Prosegui l'estratto sul coreografo franco-congolese che sostiene con la danza le donne vittime di violenza sessuale, partendo dopo la sua ultima frase.

ESTRATTO FORNITO
++++
La storia di Bolewa Sabour, un coreografo franco-congolese che sostiene le donne che hanno subito stupri e aggressioni sessuali attraverso la danza
Danzare per restituire una dignità alle donne vittime di violenze. Lui è Bolewa Sabourin, un coreografo franco-congolese che si è dato una missione: sostenere coloro che hanno subito stupri e aggressioni sessuali attraverso l’uso della danza, vista come potente strumento per superare gli ostacoli e riappropriarsi del proprio corpo. Lo fa in Francia come in Congo, sua terra madre.
Nato a Parigi da padre congolese, insegnante di danza, e da madre francese, appena 34 anni fa, la sua storia è fatta di caos e poca armonia, come spiega lo stesso Bolewa: suo padre lo rispedì appena nato nella Repubblica Democratica del Congo per farlo crescere con sua nonna, ma le tensioni politiche del Paese lo riportarono nella capitale francese all’età di sei anni.
“A quel punto dovetti imparare a vivere in un contesto diverso dalla realtà che conoscevo, cercando modi per mantenere la sua identità incorporando nuovi codici”.
E lo ha fatto nel migliore dei modi. Il suo impegno lo ha portato a partecipare attivamente a gruppi sociali come Stop le Contrôle au Faciès e Jeudi Noir, entrambi coinvolti in azioni per affrontare gli abusi della polizia. Ha conseguito la laurea in Scienze Politiche alla Sorbona di Parigi, ma Bolewa Sabourin è sempre stato convinto solo di una cosa: l’unica forma di resilienza che consente di essere se stessi è la danza.
Ed è per questo che negli ultimi tre anni si è dedicato alle donne vittime di violenza sessuale tentando di offrire loro una sorta di terapia attraverso la danza e incorporandola come mezzo e strumento per riappropriarsi dei corpi.
Da questa idea è nato Re-création, uno dei progetti promossi dall’associazione di cui è co-fondatore, mentre risale al più lontano 2008 l’idea, avuta con il suo amico William Njaboum, di Loba (“Esprimi te stesso”, in lingua lingala), per mettere la danza al servizio delle persone.
++++
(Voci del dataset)
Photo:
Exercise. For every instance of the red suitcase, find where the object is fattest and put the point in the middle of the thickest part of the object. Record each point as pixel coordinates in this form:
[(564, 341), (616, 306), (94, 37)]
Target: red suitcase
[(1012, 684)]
++++
SPAZIO RISPOSTA
Nella Repubblica Democratica del Congo (RDC), lo stupro viene utilizzato come arma di guerra, per far fuggire le persone e saccheggiare così la ricchezza di minerali, tra cui Coltan, un minerale essenziale nella produzione dei nostri telefoni cellulari, si legge sul sito.
Il progetto di ricostruzione creato da LOBA ha fatto in modo di utilizzare proprio l’arte della danza come strumento di mobilitazione contro lo stupro come arma di guerra e violenza contro le donne, nonché per accompagnare le sopravvissute attraverso un percorso di ballo come terapia.
Il progetto ha luogo sia nella Repubblica Democratica del Congo che in Francia. In Francia, Re-Création mette in piedi un protocollo di cura della danza vista come strumento di emancipazione e di espressione che consente alle persone che hanno subito violenza di esternare i propri traumi e di liberarsi. Qui Bolewa lavora soprattutto con due associazioni: Ikambére, che aiuta le donne affette da HIV, e PluriElle Hospital, che sostiene le donne tra i 18 e i 25 anni che hanno subito un trauma.
Quanto alla Repubblica Democratica del Congo (RDC), la danza offre a una donna che ha subito violenza un modo per combattere il dominio maschile:
“Il corpo è sempre stato lo strumento del dominio patriarcale, per eccellenza, ovunque ci si trovi nel mondo. È sempre passato attraverso il corpo. Abbiamo reso naturale il dominio parlando di ‘sesso forte’, perché gli uomini hanno muscoli e testosterone, e ‘sesso debole’ quando parliamo di donne”, spiega Bolewa, che ha visto da vicino un Paese dove le varie pratiche di mutilazione e l’inibizione delle norme sociali sono state anche mezzi per mantenere quello stesso dominio.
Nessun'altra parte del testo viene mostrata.